**PROBLEM DESCRIPTION**:
Only some lines are wanted. Transcribe, exactly, the lines below from the line with "Ground yellow top" up to and including the line with "BBOX calf's ear".

**RECORDS FOR THE TASK**:
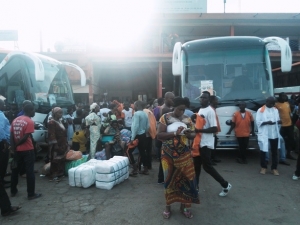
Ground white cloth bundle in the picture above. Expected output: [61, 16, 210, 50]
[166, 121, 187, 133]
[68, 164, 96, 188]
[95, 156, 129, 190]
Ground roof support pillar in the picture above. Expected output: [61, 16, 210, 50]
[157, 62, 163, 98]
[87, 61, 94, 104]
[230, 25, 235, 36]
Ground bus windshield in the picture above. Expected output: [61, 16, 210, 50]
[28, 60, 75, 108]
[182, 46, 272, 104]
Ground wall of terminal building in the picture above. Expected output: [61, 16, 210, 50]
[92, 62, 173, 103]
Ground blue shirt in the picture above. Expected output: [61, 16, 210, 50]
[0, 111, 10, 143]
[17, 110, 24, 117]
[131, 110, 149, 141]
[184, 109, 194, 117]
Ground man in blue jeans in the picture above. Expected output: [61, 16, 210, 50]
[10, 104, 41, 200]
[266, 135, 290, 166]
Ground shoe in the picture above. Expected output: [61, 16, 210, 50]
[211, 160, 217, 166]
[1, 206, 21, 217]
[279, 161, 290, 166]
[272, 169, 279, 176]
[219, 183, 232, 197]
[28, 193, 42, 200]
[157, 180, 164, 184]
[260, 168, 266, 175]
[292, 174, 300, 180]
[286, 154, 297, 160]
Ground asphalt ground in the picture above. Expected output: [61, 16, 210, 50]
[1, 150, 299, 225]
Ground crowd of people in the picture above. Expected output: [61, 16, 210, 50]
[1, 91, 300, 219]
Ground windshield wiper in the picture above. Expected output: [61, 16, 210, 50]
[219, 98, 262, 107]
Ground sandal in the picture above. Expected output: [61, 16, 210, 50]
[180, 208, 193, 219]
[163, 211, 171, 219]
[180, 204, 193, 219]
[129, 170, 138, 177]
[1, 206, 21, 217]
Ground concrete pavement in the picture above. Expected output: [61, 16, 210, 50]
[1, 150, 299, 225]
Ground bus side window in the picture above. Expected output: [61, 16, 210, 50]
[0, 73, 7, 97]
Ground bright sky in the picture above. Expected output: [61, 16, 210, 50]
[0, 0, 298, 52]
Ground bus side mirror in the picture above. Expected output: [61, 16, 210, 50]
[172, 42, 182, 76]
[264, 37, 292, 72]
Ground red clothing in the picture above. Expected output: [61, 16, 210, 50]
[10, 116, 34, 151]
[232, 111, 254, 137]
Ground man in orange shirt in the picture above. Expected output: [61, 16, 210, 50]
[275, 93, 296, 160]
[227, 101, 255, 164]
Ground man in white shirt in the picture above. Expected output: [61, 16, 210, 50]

--

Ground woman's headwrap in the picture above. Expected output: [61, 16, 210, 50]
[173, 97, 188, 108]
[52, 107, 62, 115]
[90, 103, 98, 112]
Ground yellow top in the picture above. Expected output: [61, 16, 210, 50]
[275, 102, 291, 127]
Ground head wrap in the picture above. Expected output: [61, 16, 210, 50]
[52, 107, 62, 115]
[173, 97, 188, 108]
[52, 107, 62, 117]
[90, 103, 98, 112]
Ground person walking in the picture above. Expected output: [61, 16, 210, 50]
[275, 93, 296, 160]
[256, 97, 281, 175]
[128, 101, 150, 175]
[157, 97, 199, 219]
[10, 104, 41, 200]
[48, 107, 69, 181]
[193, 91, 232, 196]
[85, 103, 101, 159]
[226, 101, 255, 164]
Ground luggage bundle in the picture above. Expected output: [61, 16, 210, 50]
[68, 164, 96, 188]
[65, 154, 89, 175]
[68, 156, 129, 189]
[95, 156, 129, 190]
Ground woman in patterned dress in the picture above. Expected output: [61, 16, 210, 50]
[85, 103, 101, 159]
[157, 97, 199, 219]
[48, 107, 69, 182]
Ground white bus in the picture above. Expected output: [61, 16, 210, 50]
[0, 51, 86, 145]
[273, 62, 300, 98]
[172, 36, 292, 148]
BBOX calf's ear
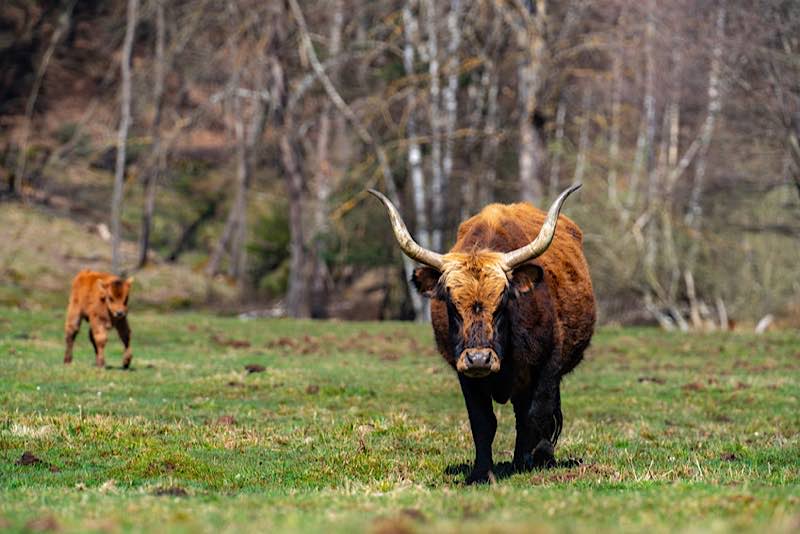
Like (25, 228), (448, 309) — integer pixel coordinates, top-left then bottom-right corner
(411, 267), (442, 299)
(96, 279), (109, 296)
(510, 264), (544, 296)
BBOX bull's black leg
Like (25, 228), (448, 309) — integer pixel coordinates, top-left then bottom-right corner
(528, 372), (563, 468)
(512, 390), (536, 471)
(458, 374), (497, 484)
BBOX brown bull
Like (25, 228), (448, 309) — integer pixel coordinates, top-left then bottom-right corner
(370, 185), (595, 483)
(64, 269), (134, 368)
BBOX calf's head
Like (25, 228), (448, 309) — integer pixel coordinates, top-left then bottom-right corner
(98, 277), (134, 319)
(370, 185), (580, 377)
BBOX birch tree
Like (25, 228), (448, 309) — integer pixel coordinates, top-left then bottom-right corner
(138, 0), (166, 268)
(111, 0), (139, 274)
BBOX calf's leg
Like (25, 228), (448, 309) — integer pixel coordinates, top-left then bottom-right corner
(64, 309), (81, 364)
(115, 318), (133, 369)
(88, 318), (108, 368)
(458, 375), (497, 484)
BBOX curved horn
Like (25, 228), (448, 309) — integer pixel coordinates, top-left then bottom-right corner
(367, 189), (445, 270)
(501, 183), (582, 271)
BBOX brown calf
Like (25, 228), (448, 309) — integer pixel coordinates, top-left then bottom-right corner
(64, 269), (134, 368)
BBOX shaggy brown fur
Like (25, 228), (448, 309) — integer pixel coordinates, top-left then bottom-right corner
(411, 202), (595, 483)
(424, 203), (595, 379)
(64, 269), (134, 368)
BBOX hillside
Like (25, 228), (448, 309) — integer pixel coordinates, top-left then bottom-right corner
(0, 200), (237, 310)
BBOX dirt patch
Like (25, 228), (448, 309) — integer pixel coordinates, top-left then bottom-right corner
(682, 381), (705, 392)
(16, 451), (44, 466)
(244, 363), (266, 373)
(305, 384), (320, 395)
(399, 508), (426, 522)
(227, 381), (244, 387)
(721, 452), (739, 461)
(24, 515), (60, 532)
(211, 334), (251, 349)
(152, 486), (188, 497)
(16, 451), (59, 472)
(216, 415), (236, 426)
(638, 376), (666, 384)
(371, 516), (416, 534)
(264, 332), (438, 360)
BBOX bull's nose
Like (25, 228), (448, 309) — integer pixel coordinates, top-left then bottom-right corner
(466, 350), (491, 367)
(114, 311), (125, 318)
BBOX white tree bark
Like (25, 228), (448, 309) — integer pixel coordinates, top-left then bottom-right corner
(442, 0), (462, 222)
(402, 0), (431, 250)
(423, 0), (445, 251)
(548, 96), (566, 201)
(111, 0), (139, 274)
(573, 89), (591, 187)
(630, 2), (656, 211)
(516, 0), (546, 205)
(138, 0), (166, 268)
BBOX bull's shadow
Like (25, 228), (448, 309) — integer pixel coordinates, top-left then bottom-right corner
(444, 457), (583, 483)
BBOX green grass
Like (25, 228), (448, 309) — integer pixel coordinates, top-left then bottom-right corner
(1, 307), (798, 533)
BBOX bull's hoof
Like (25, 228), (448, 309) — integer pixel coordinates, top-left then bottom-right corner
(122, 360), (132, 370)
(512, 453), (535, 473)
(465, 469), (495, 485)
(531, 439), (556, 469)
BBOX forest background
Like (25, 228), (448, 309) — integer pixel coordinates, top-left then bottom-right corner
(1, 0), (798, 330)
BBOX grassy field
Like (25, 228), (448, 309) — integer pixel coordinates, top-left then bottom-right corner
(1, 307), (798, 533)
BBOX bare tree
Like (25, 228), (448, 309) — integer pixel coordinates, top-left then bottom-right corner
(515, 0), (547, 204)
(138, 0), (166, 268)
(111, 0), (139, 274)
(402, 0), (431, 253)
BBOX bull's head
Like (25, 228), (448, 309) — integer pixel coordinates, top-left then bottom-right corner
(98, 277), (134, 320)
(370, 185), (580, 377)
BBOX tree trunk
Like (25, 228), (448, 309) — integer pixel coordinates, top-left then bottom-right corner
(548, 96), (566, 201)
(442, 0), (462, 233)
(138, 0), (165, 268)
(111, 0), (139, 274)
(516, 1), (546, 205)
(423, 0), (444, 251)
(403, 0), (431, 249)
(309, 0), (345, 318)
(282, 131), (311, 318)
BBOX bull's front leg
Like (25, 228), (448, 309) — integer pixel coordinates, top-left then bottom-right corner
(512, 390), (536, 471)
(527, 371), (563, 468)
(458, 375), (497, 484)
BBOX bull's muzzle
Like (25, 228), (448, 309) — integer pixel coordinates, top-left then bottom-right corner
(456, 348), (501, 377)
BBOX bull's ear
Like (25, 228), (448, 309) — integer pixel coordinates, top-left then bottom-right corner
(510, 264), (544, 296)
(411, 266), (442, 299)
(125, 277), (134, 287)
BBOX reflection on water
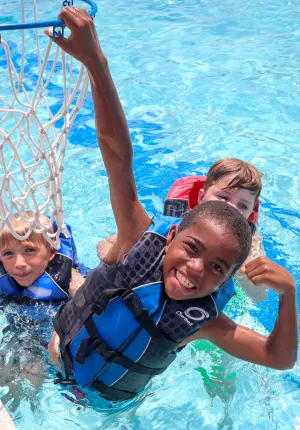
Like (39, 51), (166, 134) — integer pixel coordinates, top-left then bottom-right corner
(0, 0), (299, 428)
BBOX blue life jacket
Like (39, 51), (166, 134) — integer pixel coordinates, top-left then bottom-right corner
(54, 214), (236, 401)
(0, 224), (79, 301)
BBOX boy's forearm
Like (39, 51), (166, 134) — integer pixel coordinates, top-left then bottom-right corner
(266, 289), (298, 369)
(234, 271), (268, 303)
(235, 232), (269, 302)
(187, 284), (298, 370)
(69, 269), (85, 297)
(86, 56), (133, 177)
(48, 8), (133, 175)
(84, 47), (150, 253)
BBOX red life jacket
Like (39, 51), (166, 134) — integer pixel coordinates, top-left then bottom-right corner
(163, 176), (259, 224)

==

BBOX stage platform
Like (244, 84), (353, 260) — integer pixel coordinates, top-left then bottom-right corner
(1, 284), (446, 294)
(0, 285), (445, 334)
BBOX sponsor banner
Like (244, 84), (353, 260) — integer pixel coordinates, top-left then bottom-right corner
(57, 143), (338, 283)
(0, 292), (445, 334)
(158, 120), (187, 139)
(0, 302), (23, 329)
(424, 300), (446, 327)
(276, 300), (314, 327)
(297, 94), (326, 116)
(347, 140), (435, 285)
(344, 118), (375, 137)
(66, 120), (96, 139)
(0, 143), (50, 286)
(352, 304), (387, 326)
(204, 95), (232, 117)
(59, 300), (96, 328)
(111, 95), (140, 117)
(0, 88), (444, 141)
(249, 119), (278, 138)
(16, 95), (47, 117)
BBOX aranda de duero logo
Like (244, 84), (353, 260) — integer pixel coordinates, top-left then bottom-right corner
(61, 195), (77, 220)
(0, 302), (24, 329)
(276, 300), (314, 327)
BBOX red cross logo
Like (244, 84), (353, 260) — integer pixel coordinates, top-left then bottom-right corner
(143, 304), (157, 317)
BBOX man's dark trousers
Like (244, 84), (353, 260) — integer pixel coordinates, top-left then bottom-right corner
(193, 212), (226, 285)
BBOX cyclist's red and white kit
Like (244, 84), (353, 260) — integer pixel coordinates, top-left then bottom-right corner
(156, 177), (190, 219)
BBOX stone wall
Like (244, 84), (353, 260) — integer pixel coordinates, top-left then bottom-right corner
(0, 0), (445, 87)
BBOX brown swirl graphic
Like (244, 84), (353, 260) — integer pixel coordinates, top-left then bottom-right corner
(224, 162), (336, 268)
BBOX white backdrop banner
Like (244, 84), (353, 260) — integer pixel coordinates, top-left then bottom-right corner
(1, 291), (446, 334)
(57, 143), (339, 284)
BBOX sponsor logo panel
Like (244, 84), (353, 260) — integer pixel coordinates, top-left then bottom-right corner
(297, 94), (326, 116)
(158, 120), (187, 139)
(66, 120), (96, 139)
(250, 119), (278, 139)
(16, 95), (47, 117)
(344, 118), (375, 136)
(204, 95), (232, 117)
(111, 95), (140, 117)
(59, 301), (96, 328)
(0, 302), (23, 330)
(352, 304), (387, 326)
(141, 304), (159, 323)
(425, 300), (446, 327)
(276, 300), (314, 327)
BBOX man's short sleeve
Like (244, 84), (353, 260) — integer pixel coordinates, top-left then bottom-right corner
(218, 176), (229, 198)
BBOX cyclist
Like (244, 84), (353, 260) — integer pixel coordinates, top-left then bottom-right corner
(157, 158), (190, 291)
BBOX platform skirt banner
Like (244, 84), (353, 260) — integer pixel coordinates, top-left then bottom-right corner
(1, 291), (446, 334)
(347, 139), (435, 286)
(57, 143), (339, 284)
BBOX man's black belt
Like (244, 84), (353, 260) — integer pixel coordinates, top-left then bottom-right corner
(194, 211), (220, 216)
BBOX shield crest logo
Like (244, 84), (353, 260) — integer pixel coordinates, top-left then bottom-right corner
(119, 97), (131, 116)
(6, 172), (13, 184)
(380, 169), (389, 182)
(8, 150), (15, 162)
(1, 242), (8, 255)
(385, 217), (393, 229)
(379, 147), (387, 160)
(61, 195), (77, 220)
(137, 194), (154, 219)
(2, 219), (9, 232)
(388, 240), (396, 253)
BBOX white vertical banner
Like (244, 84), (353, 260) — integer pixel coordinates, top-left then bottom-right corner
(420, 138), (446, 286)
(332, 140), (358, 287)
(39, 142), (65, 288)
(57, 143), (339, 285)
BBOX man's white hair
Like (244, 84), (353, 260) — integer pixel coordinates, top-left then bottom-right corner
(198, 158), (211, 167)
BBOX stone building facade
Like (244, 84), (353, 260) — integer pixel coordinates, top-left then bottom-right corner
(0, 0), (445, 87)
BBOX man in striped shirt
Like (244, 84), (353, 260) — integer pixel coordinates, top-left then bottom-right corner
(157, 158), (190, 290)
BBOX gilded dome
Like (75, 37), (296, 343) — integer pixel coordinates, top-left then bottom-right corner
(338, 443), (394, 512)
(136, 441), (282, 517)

**WRITTEN ANSWER**:
Ground yellow top in the picture above. Expected output: [61, 16, 210, 50]
[275, 102, 291, 127]
Ground head wrap in the picture above. Expected output: [61, 16, 210, 50]
[52, 107, 62, 115]
[173, 97, 188, 108]
[52, 107, 62, 117]
[90, 103, 98, 112]
Ground person walking in the picture above. Expected output: [61, 16, 210, 50]
[275, 93, 296, 160]
[256, 97, 281, 175]
[128, 101, 150, 175]
[157, 97, 199, 219]
[10, 104, 41, 200]
[48, 107, 69, 181]
[193, 91, 232, 196]
[85, 103, 101, 159]
[226, 101, 255, 164]
Ground luggage bundle in the picture above. Expected output: [61, 16, 210, 50]
[68, 164, 96, 188]
[65, 154, 89, 175]
[68, 156, 129, 189]
[95, 156, 129, 190]
Ground woman in patterned dress in the picture above. Expected output: [61, 16, 210, 50]
[85, 103, 101, 159]
[157, 97, 199, 219]
[48, 107, 69, 182]
Ground white bus in the picture above. Expected output: [61, 16, 210, 50]
[0, 51, 86, 145]
[273, 62, 300, 98]
[172, 36, 292, 148]
BBOX calf's ear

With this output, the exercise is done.